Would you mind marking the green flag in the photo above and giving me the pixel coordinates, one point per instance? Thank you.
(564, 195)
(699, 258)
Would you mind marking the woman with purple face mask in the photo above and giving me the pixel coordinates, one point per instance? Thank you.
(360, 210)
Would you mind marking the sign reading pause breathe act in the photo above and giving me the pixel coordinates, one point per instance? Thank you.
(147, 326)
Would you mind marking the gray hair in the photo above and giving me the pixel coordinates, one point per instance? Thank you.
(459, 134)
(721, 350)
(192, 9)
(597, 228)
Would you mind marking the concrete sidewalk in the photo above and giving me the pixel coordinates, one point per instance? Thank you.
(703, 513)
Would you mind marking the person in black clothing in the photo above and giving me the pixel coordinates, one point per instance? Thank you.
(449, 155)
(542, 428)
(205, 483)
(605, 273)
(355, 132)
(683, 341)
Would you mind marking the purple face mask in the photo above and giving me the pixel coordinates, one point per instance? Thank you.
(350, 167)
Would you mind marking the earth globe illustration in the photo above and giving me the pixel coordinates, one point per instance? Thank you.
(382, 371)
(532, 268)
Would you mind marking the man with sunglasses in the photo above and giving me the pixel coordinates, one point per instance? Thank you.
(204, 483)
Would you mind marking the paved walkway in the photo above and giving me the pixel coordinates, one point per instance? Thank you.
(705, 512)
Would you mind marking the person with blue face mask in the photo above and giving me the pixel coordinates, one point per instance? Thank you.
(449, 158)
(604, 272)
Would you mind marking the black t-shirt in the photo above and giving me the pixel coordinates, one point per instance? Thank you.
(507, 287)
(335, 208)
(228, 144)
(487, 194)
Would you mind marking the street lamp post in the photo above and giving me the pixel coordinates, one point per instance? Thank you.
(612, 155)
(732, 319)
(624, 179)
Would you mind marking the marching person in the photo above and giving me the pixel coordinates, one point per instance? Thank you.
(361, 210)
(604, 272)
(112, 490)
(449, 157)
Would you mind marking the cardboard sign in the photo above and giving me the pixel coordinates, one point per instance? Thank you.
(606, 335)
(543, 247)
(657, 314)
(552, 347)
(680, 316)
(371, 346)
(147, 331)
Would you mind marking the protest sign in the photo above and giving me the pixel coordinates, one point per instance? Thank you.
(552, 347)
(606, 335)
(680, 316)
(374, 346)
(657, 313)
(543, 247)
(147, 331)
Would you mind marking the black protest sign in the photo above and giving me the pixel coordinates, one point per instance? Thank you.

_ _ _ _ _ _ _

- Given request
Return the lines above exactly, keeping every word.

- Response below
Would you mind marking the green flag in the photo above and giving me the pixel coordinates, one point per instance? Thank you.
(564, 195)
(699, 258)
Would you mind marking the woman with purple face mask in the photo above and giving me the pixel coordinates, one point per instance? Thank you.
(360, 210)
Would you mind marking the sign reading pause breathe act in the photo above and giving me the pixel coordinates, one point per instance? Thank you.
(147, 326)
Would you mind marking the gray hair in the photo above and giving me the pixel coordinates, one point per instance? Thank you.
(459, 134)
(721, 350)
(192, 9)
(597, 228)
Would you mind marking the concrete sidewalk in the photo above and giving me the pixel coordinates, one point per instance? Thank you.
(703, 513)
Would you mind marking the person in black clothing in the photo above and giving me the pixel coordinates, one point per instance? Thank you.
(449, 155)
(542, 428)
(205, 483)
(605, 273)
(355, 132)
(683, 341)
Would you mind marking the purple face mask in the photo above and giving me the pixel coordinates, one point per instance? Thank you.
(350, 167)
Would you mind marking the earth globe illustration in the photo above and giving me the pixel coordinates, one point per instance? Thank you.
(382, 371)
(532, 268)
Would you mind marking the man with sunglasses in the photo above and giving me the pixel coordinates, one point per instance? Thank you.
(204, 483)
Would you mind marking the paved walkway in the photo above and giving me the pixel coordinates, one point per instance? Thank you.
(705, 512)
Would you mind marking the person with blue face mask in the photo above and giving me the pixel coordinates, one point per instance? Thank you.
(449, 158)
(604, 272)
Would you mind marking the black t-shirt in the photo above and giving me the pixel coordinates, one point per instance? Thank you.
(507, 287)
(335, 208)
(228, 144)
(487, 194)
Would you mind marking the street lamp post in the photo above and giving me the pixel coordinates, one point per instance? Thank you.
(612, 155)
(732, 319)
(624, 179)
Would you mind marking the marching person in the photo above and giving me the pixel coordinates, one point per instance? Thank you.
(361, 210)
(604, 272)
(112, 490)
(449, 157)
Would you mind marking the cardboard sign in the photo above and giving me the pixel coordinates, one point per instance? Thank you.
(606, 335)
(543, 247)
(657, 314)
(552, 347)
(680, 316)
(371, 346)
(147, 331)
Would you mind marking the protest sign in the photo above and giving me the pixel coordinates, one point per instance? Thank you.
(552, 347)
(606, 335)
(680, 316)
(374, 346)
(657, 313)
(543, 247)
(147, 331)
Would you mind marking the black protest sign in the photo above and giving me the pixel coordinates, one point per instance? Thank you.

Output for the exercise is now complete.